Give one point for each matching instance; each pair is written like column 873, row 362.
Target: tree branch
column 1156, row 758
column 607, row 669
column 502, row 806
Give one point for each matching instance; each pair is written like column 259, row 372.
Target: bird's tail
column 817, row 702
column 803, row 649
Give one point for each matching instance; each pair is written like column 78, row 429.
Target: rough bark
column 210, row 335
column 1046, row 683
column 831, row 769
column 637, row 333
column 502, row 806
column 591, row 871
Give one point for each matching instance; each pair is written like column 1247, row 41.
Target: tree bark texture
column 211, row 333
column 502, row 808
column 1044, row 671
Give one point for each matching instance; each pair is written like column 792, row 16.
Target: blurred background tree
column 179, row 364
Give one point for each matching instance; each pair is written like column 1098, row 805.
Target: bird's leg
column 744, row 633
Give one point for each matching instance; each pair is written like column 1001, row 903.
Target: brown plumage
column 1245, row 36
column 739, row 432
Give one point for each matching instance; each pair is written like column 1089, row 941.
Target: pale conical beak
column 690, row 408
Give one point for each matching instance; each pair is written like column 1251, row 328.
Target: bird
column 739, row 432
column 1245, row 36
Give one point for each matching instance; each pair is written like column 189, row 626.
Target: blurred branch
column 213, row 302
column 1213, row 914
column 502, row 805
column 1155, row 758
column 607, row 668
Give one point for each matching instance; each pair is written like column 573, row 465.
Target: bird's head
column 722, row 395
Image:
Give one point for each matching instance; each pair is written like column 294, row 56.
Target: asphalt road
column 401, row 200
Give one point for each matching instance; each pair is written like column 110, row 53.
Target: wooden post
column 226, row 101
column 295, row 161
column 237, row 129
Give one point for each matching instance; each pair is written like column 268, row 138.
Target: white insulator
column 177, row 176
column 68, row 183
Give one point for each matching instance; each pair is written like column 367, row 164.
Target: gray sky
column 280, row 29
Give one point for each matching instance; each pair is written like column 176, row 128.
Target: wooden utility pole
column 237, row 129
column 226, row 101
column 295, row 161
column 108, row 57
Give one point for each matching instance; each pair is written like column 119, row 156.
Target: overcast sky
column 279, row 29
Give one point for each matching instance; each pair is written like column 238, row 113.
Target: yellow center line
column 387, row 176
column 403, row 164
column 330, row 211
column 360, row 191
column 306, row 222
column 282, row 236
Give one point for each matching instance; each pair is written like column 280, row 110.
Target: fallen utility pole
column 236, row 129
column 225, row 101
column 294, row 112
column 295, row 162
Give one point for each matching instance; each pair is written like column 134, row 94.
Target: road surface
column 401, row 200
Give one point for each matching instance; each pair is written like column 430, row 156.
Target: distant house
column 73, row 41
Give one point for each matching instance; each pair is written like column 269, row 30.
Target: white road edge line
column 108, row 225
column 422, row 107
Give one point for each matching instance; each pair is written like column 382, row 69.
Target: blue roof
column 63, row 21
------------------------------------------------------------
§ TASK TO CARRY OUT:
Lay out the rows above, from the line containing "1251, row 328." through the line containing "column 282, row 236", with both of those lines included, as a Markdown table with the columns Number and Line. Number each line in order and leave out any blank lines.

§ EXERCISE RESPONSE:
| Number | Line |
|---|---|
| 1 | Give one point for each matching instance; each pair is written like column 1251, row 328. |
| 2 | Target: bird |
| 3 | column 739, row 432 |
| 4 | column 1245, row 36 |
| 5 | Give one point for each matching instance; each pair is written like column 189, row 626. |
| 6 | Target: blurred branch |
| 7 | column 213, row 302 |
| 8 | column 1213, row 914 |
| 9 | column 502, row 805 |
| 10 | column 1155, row 758 |
| 11 | column 607, row 668 |
| 12 | Give one point for each matching instance; each pair is written like column 573, row 465. |
| 13 | Target: bird's head |
| 14 | column 722, row 395 |
| 15 | Image: |
| 16 | Give one point for each matching instance; each pair is written like column 294, row 56. |
| 17 | Target: asphalt road |
| 18 | column 401, row 200 |
| 19 | Give one point for each matching instance; each pair is written like column 110, row 53. |
| 20 | Target: wooden post |
| 21 | column 226, row 101 |
| 22 | column 295, row 161 |
| 23 | column 237, row 129 |
| 24 | Give one point for each matching instance; each pair is written like column 268, row 138. |
| 25 | Target: white insulator |
| 26 | column 177, row 176 |
| 27 | column 68, row 183 |
| 28 | Give one point for each matching instance; each pair is written like column 367, row 164. |
| 29 | Target: gray sky |
| 30 | column 280, row 29 |
| 31 | Give one point for each matching instance; each pair is written like column 176, row 128. |
| 32 | Target: wooden utility pole |
| 33 | column 237, row 129 |
| 34 | column 226, row 101 |
| 35 | column 295, row 161 |
| 36 | column 108, row 57 |
| 37 | Give one point for each matching instance; each pair is written like column 119, row 156. |
| 38 | Target: overcast sky |
| 39 | column 279, row 29 |
| 40 | Give one point for each matching instance; each pair is written like column 238, row 113. |
| 41 | Target: yellow center line |
| 42 | column 387, row 176 |
| 43 | column 403, row 164 |
| 44 | column 330, row 211 |
| 45 | column 360, row 191 |
| 46 | column 306, row 222 |
| 47 | column 282, row 236 |